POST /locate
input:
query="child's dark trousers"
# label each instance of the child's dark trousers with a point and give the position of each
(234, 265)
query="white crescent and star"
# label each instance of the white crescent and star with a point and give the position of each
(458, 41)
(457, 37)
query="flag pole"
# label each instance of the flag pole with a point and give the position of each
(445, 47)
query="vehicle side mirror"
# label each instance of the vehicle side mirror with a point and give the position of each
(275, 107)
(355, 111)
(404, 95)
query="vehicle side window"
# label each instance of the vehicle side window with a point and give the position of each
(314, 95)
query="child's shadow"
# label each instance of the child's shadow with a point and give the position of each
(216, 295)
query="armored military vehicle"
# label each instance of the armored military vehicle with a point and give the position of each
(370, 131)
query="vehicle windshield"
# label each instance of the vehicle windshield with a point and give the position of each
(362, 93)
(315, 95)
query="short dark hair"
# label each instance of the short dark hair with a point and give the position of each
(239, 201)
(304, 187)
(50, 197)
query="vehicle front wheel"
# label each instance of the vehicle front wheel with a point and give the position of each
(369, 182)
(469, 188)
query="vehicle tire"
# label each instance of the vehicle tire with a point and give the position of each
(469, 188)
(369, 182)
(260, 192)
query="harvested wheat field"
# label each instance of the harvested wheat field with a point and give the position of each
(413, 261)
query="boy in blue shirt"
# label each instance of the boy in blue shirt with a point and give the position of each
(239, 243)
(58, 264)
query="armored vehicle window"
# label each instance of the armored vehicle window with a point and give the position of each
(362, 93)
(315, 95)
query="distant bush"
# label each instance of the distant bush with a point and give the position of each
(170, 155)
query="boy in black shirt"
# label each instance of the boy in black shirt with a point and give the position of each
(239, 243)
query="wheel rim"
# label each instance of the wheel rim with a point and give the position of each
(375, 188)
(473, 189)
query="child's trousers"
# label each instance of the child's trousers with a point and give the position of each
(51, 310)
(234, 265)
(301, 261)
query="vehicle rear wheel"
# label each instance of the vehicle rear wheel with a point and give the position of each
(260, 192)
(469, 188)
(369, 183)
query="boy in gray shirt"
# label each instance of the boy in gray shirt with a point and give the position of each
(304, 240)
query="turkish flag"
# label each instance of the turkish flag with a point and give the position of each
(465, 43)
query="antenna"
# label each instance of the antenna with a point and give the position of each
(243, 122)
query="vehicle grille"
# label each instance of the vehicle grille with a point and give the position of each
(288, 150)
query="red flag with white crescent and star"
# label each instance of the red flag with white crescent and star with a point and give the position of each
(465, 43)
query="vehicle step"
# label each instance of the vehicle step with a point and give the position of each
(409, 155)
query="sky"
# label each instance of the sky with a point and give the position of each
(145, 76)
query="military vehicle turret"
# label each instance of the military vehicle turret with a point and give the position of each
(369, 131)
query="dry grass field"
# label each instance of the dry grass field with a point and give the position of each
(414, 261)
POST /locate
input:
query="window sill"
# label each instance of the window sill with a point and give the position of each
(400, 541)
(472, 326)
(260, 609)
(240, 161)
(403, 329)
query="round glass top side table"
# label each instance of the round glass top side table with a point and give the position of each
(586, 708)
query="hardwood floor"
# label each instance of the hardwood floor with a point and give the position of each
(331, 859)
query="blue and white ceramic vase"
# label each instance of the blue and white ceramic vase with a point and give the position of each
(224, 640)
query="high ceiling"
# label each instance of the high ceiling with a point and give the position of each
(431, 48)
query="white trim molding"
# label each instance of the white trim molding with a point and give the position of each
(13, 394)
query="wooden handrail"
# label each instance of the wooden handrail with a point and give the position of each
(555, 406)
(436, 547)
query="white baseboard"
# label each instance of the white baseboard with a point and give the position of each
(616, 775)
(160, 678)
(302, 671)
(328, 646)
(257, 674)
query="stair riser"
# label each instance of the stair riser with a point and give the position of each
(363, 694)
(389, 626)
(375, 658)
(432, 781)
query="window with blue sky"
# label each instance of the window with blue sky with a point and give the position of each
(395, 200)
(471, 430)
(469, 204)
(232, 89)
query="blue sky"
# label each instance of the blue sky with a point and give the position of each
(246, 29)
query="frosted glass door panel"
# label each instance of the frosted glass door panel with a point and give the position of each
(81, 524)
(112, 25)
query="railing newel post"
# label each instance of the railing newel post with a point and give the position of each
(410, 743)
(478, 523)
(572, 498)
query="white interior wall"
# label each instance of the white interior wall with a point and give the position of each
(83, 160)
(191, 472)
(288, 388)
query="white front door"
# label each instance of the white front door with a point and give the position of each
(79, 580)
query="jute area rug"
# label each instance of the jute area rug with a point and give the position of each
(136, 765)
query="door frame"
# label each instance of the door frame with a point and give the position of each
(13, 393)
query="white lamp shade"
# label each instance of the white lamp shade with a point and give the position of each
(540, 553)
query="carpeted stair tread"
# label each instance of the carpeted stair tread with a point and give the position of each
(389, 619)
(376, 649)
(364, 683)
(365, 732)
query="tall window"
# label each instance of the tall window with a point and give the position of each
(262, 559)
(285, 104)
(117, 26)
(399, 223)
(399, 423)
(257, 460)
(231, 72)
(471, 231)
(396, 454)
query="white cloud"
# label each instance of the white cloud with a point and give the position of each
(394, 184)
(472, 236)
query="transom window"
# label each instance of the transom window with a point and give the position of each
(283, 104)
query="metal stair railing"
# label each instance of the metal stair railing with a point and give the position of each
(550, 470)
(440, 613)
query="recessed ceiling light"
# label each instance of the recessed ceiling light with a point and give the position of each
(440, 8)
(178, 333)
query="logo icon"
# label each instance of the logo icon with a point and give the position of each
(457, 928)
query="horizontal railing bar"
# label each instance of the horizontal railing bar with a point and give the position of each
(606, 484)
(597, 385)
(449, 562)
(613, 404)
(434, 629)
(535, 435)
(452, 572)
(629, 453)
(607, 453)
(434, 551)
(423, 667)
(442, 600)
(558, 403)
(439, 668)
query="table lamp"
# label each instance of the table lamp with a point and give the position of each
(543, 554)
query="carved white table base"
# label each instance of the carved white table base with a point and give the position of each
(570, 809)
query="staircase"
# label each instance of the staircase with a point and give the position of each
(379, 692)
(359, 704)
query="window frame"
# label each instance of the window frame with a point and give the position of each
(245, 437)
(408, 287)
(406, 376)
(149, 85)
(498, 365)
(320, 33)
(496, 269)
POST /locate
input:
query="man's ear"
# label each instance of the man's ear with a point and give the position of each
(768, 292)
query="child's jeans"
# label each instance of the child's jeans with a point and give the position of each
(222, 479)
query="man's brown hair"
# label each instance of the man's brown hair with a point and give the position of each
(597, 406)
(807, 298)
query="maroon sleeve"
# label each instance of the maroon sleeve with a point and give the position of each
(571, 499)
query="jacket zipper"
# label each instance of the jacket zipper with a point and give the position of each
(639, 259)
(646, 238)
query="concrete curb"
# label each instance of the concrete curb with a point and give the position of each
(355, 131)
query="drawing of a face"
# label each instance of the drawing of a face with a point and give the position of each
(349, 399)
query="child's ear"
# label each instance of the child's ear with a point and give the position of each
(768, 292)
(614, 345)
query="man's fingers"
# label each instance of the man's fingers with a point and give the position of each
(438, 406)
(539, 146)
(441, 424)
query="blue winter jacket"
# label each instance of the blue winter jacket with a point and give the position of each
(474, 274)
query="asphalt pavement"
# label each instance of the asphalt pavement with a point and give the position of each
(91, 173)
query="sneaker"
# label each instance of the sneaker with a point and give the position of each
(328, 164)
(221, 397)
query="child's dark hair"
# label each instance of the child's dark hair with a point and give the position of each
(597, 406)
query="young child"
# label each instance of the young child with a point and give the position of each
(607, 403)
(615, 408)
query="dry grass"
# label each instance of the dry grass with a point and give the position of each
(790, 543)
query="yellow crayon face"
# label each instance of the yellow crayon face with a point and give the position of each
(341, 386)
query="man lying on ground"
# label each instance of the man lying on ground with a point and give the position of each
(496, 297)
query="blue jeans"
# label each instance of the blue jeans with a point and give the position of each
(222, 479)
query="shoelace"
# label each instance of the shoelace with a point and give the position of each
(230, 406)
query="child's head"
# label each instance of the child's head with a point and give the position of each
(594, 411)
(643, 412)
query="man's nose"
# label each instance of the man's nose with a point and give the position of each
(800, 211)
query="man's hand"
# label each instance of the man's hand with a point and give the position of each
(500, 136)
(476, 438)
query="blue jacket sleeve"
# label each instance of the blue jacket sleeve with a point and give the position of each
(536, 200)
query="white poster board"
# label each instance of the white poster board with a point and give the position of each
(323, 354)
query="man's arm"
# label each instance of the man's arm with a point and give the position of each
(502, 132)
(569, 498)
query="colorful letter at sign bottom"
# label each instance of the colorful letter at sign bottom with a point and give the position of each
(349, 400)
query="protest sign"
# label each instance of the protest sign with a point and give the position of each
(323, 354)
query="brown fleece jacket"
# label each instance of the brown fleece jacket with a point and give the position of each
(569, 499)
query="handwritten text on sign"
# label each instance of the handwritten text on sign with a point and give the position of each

_____

● **What is needed**
Count the lines in the entries above that contain the string "tire", treating uppercase and lowercase as different, and give only that number.

● **The response**
2